What is being asked
The lines to copy from the data below are those that hold the string "sleeve".
---*---
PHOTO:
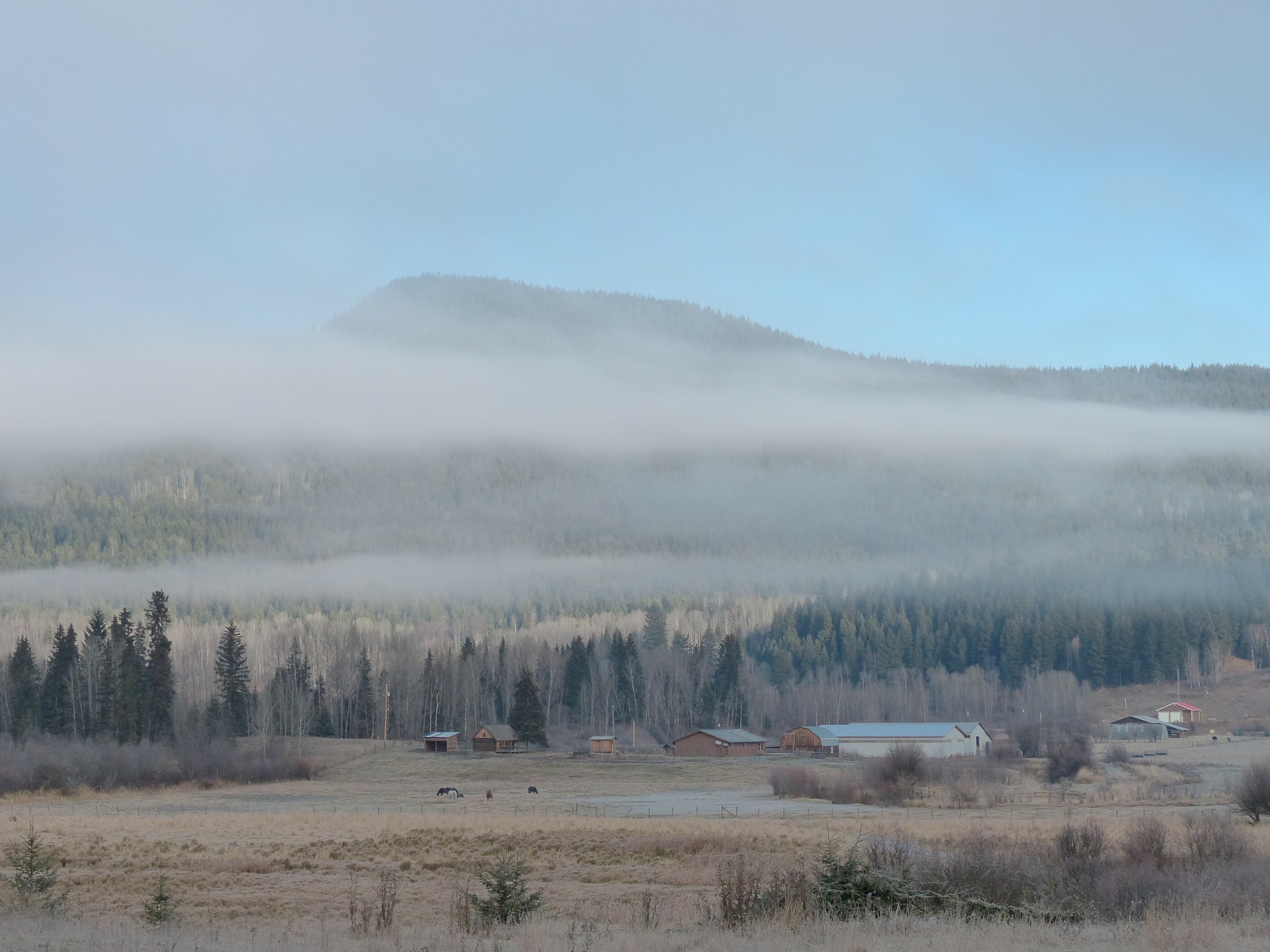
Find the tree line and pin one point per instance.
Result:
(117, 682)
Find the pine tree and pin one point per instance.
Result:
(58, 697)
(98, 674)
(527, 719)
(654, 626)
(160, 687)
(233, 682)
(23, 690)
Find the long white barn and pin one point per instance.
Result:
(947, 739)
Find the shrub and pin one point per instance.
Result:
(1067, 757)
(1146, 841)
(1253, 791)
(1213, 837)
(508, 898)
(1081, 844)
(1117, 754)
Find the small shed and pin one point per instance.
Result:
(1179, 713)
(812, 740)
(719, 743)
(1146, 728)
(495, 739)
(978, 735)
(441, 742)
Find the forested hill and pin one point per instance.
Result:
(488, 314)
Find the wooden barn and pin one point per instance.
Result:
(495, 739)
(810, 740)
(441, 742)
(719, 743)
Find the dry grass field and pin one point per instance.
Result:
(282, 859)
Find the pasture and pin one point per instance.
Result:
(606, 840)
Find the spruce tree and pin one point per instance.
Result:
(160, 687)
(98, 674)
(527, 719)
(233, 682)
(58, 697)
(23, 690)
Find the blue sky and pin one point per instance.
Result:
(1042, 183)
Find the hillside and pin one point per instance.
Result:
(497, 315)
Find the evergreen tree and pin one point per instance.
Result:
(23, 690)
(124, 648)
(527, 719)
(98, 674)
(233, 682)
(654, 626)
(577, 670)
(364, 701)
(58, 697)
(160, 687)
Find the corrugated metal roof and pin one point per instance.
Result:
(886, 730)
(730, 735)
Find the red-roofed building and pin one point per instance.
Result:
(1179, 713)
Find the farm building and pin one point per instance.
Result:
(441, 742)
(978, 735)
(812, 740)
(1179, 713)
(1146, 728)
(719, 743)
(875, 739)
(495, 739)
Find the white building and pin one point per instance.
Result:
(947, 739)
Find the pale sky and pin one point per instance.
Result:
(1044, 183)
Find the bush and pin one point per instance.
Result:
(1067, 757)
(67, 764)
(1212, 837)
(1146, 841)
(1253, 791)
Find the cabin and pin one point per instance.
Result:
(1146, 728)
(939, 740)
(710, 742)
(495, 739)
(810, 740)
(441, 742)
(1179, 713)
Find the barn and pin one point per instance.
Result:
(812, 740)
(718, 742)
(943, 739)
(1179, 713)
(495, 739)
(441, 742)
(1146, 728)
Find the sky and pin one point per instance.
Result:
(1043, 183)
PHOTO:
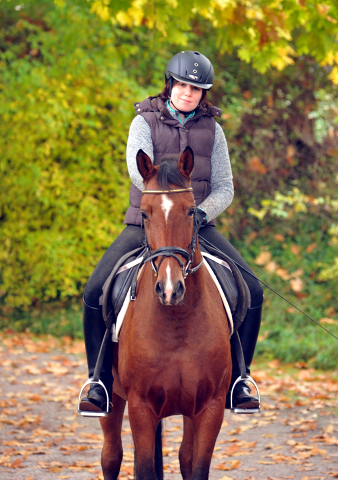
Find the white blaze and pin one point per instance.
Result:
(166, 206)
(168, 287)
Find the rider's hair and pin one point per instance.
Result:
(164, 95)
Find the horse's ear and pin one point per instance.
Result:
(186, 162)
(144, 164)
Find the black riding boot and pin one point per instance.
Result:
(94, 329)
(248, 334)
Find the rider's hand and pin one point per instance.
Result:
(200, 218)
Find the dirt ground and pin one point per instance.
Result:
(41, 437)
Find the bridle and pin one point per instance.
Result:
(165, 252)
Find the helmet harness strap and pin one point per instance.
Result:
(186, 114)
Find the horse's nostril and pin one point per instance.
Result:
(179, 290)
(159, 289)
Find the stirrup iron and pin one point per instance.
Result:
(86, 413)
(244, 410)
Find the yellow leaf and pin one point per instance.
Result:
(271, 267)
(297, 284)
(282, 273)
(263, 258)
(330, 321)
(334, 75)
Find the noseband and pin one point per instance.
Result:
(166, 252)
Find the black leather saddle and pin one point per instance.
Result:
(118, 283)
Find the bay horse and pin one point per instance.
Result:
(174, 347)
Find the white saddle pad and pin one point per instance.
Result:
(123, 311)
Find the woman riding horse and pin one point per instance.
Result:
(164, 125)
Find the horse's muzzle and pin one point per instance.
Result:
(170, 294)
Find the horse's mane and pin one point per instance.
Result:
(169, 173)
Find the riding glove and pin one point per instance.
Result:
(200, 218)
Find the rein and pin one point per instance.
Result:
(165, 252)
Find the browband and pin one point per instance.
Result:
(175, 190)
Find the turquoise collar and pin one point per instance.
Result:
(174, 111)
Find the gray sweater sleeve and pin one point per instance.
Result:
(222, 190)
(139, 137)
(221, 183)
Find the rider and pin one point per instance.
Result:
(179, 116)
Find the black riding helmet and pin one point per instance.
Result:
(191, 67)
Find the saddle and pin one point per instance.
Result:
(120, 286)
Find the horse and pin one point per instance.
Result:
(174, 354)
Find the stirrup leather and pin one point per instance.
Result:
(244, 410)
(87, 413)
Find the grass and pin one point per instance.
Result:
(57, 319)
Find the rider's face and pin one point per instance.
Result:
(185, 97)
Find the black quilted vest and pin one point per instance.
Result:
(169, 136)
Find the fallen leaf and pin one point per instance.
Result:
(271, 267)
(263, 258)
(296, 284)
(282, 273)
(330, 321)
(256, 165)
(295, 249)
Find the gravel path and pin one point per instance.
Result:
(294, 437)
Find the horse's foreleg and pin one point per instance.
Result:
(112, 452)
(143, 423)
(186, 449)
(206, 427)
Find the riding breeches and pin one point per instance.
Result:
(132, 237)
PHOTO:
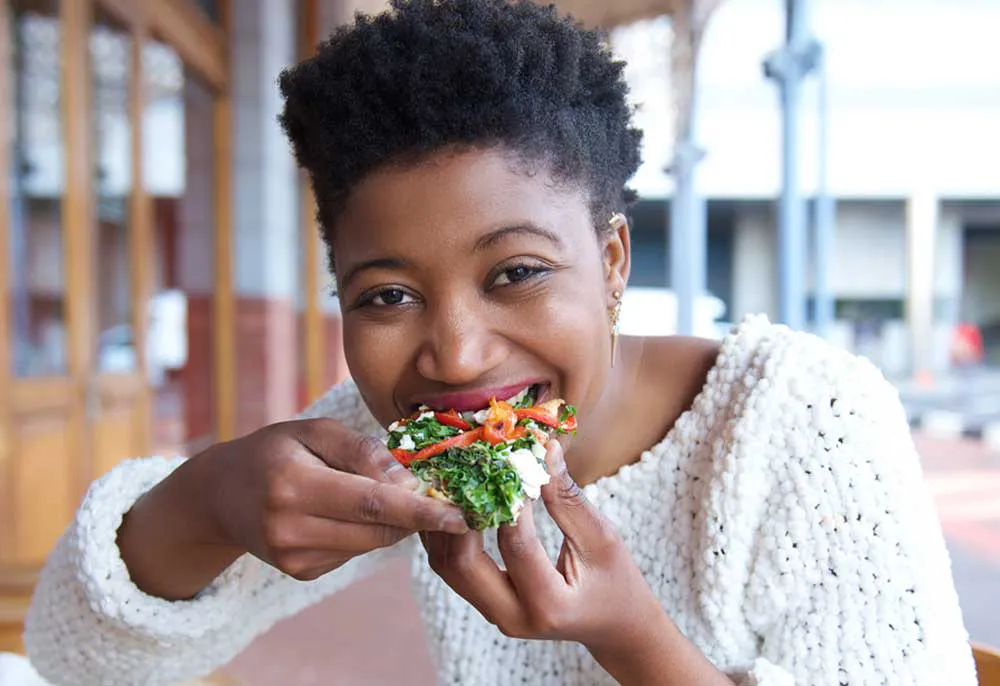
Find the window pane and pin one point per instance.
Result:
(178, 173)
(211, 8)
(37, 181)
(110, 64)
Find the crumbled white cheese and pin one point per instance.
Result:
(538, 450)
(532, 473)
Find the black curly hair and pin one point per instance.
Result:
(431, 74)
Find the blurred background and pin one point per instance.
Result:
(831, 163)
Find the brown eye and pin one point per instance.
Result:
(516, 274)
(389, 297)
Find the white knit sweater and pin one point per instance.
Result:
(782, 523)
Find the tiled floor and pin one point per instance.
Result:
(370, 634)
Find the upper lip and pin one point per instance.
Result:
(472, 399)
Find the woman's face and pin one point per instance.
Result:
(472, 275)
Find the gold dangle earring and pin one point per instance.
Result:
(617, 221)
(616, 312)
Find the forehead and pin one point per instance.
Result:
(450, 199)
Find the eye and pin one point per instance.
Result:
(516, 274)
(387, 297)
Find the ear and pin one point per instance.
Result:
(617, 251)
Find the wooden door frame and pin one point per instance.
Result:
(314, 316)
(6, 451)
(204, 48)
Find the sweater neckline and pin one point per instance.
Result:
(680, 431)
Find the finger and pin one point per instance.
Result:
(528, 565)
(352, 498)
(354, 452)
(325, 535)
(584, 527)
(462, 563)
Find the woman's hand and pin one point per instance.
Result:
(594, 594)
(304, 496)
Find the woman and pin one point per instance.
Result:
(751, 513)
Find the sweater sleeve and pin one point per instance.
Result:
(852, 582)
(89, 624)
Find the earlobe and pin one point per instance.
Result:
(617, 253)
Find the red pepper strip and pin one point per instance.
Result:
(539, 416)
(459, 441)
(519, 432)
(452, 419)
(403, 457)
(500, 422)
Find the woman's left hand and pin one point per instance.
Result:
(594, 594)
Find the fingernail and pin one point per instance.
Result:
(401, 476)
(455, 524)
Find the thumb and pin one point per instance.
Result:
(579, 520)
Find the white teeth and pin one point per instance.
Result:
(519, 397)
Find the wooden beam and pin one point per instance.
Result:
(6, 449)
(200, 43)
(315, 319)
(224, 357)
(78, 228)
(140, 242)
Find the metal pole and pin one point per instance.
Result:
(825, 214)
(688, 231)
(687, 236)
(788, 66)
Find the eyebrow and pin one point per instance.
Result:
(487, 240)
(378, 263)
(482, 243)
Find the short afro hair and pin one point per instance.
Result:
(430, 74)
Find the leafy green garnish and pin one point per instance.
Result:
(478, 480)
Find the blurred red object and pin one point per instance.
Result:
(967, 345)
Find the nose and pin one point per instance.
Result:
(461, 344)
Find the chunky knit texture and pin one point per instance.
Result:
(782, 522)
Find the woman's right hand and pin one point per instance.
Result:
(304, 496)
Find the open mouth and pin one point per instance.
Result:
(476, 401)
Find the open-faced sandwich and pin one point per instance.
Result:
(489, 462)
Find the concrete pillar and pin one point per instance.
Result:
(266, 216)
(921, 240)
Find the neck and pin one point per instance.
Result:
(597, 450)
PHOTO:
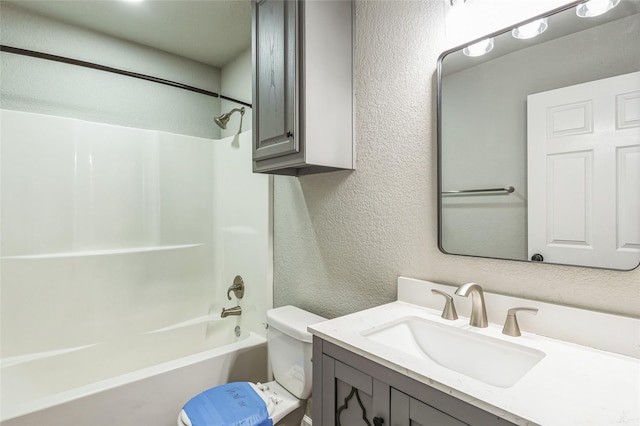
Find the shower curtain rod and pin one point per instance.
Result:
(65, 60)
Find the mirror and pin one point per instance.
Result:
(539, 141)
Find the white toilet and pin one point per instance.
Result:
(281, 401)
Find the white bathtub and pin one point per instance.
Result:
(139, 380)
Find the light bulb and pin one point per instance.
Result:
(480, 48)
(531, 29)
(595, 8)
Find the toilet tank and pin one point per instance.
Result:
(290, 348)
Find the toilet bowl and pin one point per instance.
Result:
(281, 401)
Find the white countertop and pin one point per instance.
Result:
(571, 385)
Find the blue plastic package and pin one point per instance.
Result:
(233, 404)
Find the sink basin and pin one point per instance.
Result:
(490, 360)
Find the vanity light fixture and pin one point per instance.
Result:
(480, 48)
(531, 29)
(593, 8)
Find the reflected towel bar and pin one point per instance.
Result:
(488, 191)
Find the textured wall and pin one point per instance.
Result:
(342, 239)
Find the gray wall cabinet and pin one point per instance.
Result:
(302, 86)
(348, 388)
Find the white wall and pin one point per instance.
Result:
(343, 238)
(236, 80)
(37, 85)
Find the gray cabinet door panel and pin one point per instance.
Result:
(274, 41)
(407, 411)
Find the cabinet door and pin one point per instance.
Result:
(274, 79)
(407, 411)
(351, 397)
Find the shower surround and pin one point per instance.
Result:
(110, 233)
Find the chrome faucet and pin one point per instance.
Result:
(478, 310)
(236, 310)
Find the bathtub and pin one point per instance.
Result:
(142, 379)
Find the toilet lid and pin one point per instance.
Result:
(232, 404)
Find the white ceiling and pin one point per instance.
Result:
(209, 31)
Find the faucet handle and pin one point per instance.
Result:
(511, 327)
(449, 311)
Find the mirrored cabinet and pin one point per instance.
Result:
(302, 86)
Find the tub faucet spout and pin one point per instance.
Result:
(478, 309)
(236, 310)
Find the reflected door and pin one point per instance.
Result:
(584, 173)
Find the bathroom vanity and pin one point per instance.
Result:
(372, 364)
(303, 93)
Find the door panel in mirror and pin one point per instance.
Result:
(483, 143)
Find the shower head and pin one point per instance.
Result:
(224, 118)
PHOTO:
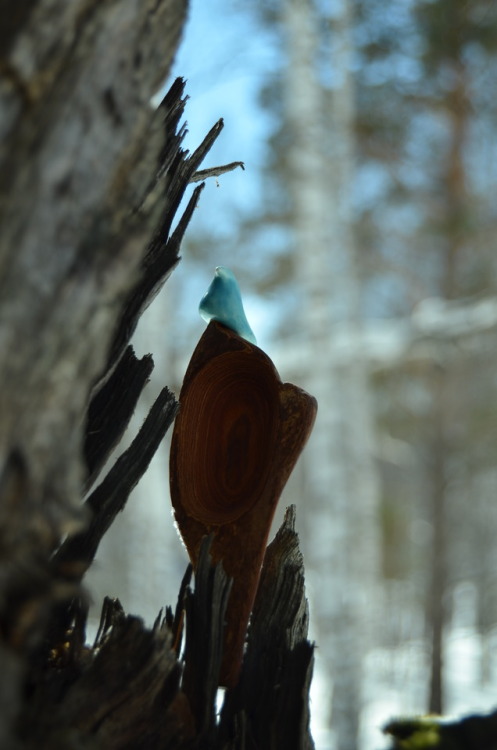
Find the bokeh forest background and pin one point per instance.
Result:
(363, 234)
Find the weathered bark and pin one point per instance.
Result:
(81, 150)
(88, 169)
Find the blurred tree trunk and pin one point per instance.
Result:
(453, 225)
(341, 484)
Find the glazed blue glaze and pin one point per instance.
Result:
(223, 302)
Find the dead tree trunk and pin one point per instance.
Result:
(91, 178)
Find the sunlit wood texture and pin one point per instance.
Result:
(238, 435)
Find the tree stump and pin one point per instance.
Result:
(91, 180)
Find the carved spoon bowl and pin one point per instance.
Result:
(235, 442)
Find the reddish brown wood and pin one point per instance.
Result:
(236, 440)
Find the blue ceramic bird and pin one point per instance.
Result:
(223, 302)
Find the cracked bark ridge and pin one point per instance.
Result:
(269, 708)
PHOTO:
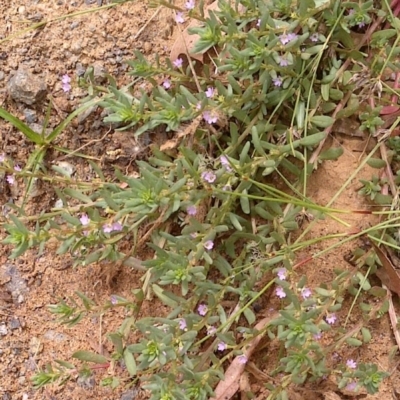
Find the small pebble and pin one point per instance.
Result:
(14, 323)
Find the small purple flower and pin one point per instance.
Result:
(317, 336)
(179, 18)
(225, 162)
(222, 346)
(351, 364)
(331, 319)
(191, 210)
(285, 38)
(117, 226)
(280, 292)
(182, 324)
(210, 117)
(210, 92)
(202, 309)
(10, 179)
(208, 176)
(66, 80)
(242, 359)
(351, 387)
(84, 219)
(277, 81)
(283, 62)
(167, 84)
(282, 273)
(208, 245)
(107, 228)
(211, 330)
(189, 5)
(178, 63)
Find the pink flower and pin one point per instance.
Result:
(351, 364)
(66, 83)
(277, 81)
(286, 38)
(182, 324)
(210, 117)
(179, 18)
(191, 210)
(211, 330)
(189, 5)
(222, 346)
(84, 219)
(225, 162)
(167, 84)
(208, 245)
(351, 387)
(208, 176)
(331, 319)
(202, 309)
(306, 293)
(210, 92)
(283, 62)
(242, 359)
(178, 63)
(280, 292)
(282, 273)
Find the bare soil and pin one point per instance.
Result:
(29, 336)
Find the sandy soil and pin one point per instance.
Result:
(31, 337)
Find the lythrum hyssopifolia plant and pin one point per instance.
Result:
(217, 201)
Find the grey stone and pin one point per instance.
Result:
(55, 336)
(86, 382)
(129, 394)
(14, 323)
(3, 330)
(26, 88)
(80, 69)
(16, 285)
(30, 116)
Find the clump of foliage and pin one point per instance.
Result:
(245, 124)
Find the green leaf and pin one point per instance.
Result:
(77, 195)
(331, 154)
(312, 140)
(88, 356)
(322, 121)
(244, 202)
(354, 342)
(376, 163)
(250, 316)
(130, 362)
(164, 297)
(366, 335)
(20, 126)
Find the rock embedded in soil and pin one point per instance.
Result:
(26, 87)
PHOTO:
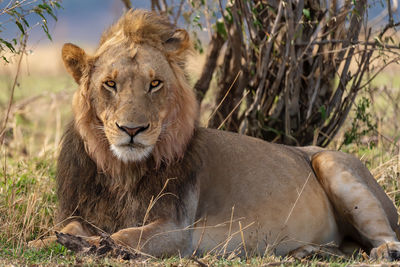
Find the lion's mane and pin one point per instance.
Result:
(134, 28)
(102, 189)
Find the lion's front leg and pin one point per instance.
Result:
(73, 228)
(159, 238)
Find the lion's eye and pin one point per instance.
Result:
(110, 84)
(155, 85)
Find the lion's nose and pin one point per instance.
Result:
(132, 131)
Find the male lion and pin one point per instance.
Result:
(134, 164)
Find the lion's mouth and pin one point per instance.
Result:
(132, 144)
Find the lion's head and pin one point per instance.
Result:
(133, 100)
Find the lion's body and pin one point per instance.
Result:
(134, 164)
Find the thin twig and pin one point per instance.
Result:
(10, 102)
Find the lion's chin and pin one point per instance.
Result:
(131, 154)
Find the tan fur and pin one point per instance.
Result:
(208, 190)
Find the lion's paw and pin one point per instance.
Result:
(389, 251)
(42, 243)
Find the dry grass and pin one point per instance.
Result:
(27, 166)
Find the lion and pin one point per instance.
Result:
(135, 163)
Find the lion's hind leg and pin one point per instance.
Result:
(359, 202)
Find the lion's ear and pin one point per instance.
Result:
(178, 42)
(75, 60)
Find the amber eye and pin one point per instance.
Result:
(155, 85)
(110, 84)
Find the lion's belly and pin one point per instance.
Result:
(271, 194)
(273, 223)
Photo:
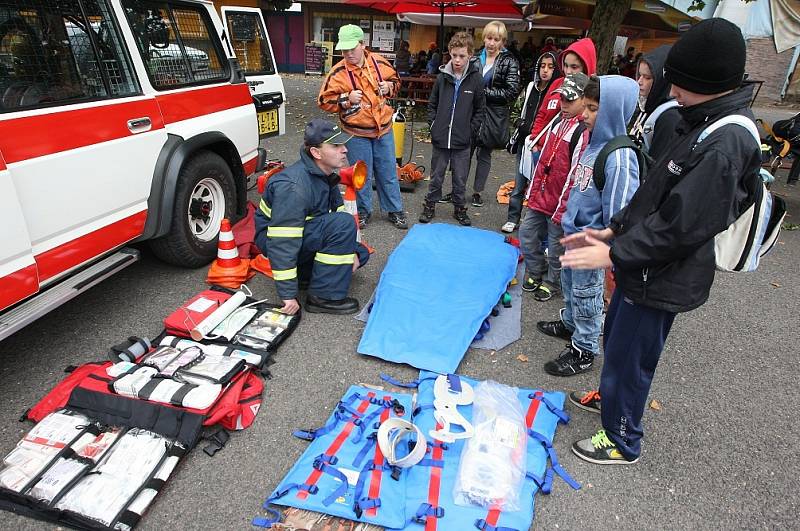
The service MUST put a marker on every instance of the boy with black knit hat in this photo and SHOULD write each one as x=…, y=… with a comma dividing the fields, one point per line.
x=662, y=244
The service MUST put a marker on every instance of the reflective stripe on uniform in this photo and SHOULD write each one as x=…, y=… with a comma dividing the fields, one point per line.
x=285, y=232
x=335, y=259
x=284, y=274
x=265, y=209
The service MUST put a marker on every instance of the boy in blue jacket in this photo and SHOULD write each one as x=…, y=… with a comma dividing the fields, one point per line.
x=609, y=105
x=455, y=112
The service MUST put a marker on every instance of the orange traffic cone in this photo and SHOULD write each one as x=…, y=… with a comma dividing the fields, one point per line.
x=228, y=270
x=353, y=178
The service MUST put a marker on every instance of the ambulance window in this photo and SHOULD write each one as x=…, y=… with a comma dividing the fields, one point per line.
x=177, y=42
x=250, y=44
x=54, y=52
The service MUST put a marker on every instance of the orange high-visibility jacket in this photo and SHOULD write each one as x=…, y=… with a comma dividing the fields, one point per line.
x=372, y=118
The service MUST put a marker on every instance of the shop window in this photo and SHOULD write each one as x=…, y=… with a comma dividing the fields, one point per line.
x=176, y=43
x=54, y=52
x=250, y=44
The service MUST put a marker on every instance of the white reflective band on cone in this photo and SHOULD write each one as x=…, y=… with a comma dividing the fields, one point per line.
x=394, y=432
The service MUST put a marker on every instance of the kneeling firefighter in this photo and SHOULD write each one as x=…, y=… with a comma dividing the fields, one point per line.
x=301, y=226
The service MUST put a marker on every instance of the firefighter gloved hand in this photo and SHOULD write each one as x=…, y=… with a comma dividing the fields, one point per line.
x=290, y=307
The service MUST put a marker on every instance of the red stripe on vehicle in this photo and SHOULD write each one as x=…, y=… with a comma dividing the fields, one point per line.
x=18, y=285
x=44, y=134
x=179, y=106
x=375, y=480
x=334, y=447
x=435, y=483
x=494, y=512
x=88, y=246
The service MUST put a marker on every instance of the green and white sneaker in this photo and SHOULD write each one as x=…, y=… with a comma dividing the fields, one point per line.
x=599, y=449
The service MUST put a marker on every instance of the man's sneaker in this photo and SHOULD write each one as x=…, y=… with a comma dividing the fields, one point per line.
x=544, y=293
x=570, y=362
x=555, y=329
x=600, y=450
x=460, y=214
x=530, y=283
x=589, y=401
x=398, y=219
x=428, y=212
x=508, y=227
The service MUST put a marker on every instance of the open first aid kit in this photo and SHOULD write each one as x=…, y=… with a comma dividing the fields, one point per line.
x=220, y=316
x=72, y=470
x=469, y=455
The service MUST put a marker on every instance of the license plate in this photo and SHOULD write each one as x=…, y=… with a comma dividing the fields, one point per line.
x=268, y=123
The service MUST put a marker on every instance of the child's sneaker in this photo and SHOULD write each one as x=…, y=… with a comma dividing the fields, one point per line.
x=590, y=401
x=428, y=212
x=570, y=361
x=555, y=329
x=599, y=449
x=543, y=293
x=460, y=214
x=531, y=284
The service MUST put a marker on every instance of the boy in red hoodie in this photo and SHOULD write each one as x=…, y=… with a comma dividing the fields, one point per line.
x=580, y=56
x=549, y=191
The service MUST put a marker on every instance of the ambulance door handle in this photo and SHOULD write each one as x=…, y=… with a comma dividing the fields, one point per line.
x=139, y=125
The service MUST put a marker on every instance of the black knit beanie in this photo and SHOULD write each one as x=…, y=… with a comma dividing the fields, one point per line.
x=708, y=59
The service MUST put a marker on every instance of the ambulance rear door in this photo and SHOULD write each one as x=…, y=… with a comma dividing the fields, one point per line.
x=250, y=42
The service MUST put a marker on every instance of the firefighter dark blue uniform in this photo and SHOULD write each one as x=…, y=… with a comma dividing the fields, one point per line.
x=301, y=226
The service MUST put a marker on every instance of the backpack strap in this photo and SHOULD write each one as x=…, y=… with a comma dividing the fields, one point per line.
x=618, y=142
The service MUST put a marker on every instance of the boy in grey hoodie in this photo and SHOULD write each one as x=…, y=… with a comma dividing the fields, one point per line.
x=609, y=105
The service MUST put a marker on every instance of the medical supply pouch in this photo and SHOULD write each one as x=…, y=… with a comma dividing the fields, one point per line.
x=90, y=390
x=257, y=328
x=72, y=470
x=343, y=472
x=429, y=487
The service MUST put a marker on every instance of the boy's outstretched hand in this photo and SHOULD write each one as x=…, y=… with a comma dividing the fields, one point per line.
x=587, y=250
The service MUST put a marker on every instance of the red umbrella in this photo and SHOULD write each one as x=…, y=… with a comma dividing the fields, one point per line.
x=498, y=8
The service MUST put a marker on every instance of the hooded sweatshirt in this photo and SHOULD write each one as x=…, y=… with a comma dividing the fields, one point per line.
---*---
Task answer
Find the gray sweater sleeve and pin one point per instance.
Find the sweater sleeve and pin one point per instance.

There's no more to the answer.